> Written problem
Print verbatim every line starting at the one that contains "label the pendant" and ending at the final line of the records; include both endpoints.

> Dataset excerpts

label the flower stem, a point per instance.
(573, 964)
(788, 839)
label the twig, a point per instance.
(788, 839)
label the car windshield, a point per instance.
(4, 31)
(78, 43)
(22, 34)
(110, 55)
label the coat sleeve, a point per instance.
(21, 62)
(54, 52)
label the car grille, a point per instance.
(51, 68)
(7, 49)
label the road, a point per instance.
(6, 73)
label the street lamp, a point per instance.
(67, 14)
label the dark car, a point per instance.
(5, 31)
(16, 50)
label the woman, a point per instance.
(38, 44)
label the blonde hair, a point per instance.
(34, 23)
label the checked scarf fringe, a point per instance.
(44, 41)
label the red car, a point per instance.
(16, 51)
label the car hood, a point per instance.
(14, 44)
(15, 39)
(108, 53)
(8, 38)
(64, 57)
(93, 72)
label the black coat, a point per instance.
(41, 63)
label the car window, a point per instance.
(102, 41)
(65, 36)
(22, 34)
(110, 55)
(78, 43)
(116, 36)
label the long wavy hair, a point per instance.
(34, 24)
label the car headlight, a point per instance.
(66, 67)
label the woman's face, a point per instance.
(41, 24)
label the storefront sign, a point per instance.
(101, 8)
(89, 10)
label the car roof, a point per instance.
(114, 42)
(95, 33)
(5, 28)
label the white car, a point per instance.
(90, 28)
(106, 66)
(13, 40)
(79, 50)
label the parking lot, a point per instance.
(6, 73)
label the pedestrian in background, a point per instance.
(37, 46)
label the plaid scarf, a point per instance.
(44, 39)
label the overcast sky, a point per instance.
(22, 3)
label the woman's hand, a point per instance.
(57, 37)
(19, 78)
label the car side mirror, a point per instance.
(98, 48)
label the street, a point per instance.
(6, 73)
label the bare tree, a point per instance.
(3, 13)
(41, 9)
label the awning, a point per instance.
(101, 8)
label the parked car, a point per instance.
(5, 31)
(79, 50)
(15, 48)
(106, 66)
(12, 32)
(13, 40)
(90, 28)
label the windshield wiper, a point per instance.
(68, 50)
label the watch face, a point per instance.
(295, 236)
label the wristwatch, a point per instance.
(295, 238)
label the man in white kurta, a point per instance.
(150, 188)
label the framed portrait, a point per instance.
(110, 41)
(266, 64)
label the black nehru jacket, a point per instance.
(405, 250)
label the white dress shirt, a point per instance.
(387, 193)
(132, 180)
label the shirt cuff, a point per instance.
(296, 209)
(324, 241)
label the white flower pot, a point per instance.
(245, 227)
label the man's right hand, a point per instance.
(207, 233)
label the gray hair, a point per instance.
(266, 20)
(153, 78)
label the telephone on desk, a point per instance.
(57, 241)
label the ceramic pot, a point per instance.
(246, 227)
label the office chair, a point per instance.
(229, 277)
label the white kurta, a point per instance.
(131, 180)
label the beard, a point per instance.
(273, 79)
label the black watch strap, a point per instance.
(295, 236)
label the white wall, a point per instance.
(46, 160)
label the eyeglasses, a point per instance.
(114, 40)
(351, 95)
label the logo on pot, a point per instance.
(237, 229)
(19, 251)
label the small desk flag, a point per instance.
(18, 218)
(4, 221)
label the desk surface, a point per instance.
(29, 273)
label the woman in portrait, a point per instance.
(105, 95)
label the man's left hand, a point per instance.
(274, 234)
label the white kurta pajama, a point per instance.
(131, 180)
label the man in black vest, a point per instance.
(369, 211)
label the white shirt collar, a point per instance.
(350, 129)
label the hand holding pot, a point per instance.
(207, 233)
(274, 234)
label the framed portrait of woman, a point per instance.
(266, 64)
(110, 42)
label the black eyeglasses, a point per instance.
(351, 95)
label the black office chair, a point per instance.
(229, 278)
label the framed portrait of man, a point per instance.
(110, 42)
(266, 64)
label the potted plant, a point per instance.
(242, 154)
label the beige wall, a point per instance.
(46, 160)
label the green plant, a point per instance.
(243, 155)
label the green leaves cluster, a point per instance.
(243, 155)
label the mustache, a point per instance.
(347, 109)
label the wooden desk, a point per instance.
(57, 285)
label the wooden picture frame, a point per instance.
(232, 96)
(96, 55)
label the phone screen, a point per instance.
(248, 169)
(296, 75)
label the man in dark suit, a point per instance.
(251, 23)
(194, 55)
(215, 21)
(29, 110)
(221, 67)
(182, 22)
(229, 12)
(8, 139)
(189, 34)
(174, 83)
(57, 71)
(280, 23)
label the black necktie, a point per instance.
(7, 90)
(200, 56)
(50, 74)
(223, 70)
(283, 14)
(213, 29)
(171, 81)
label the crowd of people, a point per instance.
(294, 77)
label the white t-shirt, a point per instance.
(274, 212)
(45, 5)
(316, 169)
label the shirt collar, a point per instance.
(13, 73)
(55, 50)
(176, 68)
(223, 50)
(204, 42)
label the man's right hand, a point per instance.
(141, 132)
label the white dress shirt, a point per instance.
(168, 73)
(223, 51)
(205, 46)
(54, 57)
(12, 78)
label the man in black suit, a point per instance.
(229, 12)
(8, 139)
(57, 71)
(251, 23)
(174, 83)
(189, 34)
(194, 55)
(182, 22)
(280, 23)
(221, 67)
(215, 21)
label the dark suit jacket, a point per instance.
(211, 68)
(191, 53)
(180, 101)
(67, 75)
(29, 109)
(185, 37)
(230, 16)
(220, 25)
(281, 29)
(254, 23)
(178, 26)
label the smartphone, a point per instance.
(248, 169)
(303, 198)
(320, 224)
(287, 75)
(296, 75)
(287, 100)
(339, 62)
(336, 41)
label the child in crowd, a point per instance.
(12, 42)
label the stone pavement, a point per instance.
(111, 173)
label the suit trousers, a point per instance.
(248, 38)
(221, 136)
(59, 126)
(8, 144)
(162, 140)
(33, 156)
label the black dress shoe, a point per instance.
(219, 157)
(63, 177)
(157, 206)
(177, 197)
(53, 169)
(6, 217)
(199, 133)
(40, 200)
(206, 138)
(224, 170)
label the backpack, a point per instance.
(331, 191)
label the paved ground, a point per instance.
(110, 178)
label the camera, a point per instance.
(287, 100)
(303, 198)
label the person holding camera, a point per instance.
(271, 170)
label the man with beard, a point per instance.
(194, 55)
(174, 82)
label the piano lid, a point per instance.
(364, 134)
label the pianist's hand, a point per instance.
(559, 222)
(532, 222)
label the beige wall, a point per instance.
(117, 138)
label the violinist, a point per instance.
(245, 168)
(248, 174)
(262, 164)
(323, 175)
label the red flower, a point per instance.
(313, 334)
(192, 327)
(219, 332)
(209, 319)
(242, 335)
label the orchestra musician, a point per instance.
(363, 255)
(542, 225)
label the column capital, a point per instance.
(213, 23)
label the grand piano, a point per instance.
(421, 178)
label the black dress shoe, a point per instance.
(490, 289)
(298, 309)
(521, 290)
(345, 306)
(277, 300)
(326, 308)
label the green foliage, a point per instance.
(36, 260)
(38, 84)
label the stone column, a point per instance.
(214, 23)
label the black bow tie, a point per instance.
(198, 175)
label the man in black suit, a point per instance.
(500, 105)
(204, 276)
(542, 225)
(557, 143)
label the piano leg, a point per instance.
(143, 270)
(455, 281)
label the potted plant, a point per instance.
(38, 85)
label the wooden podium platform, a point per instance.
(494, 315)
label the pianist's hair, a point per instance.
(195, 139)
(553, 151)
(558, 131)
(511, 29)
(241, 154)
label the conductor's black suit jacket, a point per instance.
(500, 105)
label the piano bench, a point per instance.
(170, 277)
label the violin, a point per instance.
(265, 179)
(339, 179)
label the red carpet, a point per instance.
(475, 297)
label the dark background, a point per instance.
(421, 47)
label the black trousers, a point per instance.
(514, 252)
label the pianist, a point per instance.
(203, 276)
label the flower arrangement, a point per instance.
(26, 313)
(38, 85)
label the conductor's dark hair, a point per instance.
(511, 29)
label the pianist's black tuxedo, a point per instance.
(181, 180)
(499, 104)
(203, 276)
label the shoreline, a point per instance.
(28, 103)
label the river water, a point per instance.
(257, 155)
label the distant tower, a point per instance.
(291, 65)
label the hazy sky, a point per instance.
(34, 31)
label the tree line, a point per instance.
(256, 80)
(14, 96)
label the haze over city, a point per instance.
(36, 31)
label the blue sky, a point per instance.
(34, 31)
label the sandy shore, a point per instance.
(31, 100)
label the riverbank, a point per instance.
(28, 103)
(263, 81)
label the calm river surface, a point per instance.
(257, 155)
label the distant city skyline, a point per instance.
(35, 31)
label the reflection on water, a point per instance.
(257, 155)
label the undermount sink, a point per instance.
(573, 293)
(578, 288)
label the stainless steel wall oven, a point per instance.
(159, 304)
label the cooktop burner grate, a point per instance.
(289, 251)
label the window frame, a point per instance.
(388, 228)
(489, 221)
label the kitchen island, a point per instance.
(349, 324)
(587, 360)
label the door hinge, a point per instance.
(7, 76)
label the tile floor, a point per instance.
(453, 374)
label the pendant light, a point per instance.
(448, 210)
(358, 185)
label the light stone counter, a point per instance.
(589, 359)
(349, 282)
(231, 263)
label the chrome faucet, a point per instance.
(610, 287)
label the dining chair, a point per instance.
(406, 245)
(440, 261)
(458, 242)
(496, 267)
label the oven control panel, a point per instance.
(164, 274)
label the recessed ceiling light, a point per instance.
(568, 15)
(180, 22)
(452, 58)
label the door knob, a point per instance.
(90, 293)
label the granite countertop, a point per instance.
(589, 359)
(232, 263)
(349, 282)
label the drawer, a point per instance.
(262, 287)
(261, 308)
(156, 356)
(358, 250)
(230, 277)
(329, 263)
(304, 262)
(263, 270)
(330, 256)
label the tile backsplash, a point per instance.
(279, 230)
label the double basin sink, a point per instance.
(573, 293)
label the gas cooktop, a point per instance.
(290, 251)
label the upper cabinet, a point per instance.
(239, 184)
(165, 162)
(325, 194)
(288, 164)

> Solution
label the pendant light, a point per instance.
(448, 210)
(358, 185)
label the light stone counter, a point per instance.
(589, 359)
(349, 282)
(231, 263)
label the chrome faucet, a point per instance.
(610, 287)
label the dining chair, a point per instance.
(406, 245)
(440, 261)
(458, 242)
(496, 267)
label the oven control panel, a point per instance.
(164, 274)
label the recessed ceiling light, a point per instance.
(568, 15)
(180, 22)
(452, 58)
label the door knob, a point per instance.
(90, 293)
label the granite countertop, a point per instance.
(589, 359)
(232, 263)
(349, 282)
label the drawer, a point per instance.
(262, 287)
(261, 308)
(156, 356)
(358, 250)
(230, 277)
(329, 263)
(304, 262)
(263, 270)
(330, 256)
label the tile backsplash, a point per instance.
(279, 230)
label the double basin sink, a point per instance.
(573, 293)
label the gas cooktop, a point per instance.
(290, 251)
label the upper cabinet, a point per instance.
(239, 184)
(165, 162)
(325, 194)
(288, 164)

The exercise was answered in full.